(Exercise material)
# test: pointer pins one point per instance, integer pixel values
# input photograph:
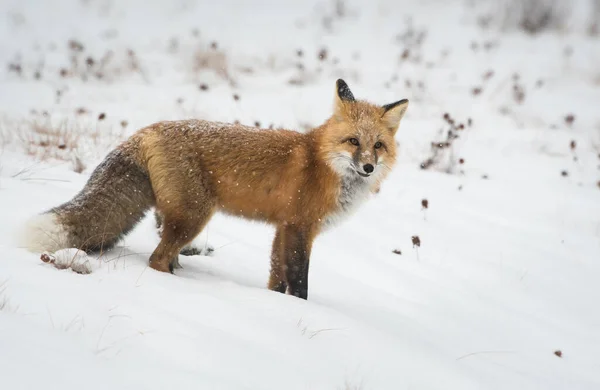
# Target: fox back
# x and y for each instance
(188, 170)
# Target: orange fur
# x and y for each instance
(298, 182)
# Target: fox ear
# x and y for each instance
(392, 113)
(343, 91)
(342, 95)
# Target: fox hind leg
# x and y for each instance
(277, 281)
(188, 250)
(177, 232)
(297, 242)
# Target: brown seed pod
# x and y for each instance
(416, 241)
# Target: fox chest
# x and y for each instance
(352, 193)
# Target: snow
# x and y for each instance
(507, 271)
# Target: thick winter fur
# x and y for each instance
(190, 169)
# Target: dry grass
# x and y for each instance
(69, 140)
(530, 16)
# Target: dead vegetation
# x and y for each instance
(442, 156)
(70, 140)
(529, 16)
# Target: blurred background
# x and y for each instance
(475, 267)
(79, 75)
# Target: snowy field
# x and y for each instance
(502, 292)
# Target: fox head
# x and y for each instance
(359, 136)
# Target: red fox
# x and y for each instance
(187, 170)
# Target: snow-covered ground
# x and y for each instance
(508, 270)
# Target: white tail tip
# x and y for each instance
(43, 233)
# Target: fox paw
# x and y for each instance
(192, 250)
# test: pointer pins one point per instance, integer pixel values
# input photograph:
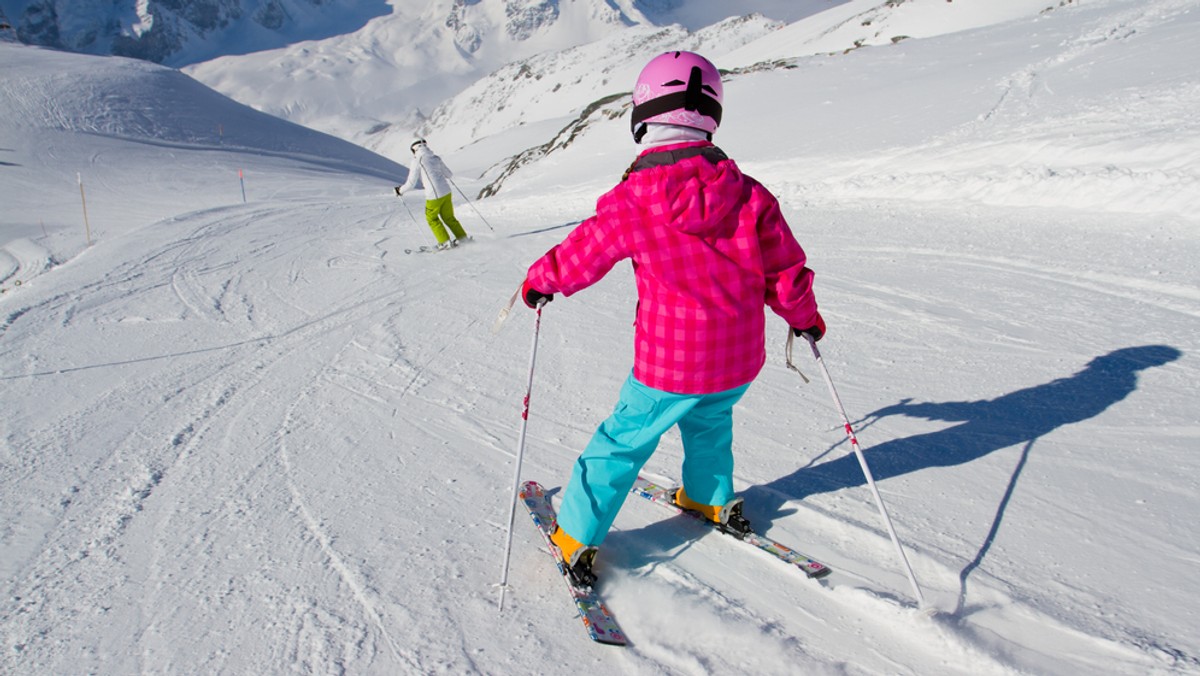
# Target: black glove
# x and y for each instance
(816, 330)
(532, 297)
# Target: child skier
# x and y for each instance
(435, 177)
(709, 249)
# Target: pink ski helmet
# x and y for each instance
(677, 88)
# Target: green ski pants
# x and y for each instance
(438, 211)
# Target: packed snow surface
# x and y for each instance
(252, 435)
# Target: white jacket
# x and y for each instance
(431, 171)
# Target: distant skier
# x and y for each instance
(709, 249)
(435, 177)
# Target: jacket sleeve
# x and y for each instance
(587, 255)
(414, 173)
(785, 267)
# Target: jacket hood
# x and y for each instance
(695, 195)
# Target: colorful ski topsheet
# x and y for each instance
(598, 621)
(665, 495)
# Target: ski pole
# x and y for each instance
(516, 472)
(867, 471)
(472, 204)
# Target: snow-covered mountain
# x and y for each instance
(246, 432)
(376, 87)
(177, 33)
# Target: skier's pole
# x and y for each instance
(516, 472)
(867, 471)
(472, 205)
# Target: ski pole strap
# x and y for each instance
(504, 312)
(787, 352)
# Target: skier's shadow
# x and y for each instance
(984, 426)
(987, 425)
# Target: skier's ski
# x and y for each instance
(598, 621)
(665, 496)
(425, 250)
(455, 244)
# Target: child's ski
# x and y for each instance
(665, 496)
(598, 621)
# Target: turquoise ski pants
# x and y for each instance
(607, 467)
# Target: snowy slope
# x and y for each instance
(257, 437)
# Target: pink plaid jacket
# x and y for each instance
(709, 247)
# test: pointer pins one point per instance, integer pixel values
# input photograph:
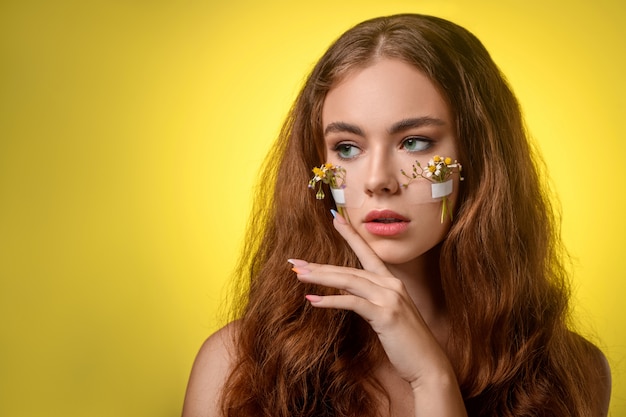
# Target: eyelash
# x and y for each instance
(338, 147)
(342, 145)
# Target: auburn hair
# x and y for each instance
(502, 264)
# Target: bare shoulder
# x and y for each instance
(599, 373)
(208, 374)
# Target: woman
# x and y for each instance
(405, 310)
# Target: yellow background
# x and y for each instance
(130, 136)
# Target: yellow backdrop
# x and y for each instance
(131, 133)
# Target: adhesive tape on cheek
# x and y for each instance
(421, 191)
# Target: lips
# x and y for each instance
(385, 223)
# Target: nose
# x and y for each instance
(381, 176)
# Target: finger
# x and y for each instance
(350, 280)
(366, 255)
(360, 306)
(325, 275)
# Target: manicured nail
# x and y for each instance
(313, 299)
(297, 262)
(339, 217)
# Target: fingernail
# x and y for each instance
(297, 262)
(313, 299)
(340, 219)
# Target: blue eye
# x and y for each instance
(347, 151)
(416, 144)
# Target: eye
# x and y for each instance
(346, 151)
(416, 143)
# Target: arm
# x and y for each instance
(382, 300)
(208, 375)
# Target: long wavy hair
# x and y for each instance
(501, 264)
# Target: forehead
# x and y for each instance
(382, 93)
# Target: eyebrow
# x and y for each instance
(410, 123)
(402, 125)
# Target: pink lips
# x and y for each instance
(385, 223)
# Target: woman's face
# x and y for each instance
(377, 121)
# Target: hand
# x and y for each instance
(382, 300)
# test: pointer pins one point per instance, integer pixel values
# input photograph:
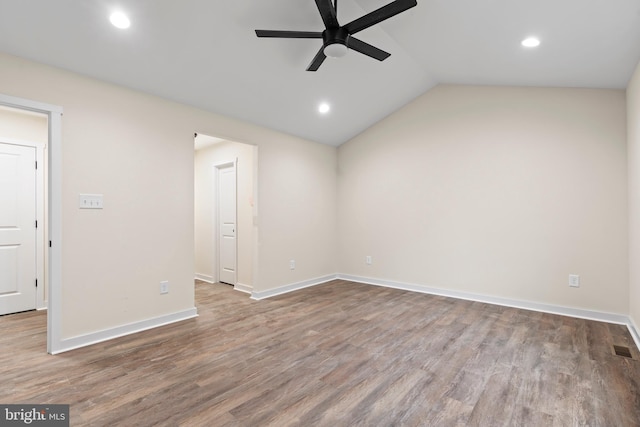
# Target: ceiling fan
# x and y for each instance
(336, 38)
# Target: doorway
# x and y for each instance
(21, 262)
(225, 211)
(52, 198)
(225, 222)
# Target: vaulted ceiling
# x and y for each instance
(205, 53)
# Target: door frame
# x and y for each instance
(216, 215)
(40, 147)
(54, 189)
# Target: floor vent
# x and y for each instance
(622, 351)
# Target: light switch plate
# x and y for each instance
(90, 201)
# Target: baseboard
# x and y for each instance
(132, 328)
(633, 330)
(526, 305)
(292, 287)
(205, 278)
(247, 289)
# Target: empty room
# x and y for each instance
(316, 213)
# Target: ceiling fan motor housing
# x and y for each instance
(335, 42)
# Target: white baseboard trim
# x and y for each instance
(End Exercise material)
■ Directions ■
For the word "hair", tally the lines of the entries in which it appears and give the total alone.

■ Written answer ■
2